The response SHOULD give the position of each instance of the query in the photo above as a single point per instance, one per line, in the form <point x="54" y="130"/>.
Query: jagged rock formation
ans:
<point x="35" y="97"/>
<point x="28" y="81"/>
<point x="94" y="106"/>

· · · · · · ·

▶ _Instructions to follow_
Type out the listing again with nothing changed.

▶ _Finished exercise_
The response SHOULD give the position of each instance of the query in the photo above as a single point per instance, one per line, in the form <point x="54" y="130"/>.
Query: jagged rock formation
ans:
<point x="35" y="97"/>
<point x="28" y="81"/>
<point x="94" y="106"/>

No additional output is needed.